§ Exercise objective: Reproduce every line of the material from the line with "outline dirt mound" up to and including its final line, requests included. In the answer outlines only, shift each coordinate by adding -28.

Shape annotation entries:
+===+
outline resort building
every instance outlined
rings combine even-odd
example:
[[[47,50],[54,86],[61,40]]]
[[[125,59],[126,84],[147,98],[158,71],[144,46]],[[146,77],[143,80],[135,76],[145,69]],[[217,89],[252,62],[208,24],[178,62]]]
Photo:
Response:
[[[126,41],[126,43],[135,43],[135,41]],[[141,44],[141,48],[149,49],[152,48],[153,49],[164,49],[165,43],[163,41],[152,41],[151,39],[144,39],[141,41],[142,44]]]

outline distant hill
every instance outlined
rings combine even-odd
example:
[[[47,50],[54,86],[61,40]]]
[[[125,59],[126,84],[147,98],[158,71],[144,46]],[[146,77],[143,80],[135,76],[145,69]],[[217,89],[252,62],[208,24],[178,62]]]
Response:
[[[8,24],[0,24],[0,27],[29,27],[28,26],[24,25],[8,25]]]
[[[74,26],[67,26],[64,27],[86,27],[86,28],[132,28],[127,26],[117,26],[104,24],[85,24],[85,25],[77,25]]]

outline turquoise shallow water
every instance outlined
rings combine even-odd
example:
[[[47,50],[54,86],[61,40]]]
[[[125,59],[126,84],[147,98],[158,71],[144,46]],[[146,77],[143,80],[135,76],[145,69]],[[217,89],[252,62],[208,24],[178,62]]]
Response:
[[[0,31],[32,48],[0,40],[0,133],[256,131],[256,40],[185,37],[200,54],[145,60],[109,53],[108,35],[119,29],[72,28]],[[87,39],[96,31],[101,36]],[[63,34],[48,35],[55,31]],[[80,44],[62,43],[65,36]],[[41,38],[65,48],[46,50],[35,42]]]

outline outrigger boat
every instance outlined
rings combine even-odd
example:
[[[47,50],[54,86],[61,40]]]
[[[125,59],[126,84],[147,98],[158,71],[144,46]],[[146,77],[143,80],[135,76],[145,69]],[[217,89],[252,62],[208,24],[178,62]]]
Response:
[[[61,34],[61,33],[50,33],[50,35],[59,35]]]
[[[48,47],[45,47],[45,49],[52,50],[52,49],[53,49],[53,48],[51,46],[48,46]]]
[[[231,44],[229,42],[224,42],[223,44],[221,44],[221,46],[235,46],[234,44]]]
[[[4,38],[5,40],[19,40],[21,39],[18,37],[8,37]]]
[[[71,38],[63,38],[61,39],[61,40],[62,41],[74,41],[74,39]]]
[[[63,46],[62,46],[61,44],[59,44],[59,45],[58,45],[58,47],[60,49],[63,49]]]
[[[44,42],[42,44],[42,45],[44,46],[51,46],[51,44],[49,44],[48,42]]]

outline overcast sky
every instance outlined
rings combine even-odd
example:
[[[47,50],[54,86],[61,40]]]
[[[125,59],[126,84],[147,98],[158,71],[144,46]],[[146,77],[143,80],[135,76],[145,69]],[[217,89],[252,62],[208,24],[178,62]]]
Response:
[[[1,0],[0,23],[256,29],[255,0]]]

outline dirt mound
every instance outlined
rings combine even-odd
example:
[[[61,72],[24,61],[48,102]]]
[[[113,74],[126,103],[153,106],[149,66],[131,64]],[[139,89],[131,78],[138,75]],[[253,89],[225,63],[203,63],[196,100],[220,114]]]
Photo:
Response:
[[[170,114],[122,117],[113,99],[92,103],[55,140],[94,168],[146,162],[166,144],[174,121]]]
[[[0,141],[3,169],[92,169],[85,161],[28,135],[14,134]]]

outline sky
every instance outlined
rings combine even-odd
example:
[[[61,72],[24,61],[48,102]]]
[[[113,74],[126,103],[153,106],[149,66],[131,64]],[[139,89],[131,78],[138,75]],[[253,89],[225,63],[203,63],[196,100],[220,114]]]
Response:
+===+
§ Written solution:
outline dirt mound
every instance outlined
rings combine even-odd
example:
[[[61,72],[24,61],[48,102]]]
[[[113,74],[126,103],[153,106],[149,66],[131,64]],[[139,89],[131,78],[138,75]],[[253,89],[225,63],[203,63],[196,100],[220,114]]]
Photo:
Response:
[[[142,86],[94,89],[85,71],[64,75],[27,112],[66,140],[118,134],[138,116],[146,93]]]
[[[-28,113],[-25,141],[64,141],[57,133],[0,107],[-14,106]]]

outline sky
every instance outlined
rings combine even-odd
example:
[[[61,72],[24,61],[48,102]]]
[[[113,74],[126,103],[153,106],[149,66],[131,64]],[[139,89],[131,78],[138,75]],[[253,89],[225,63],[203,63],[196,100],[220,114]]]
Response:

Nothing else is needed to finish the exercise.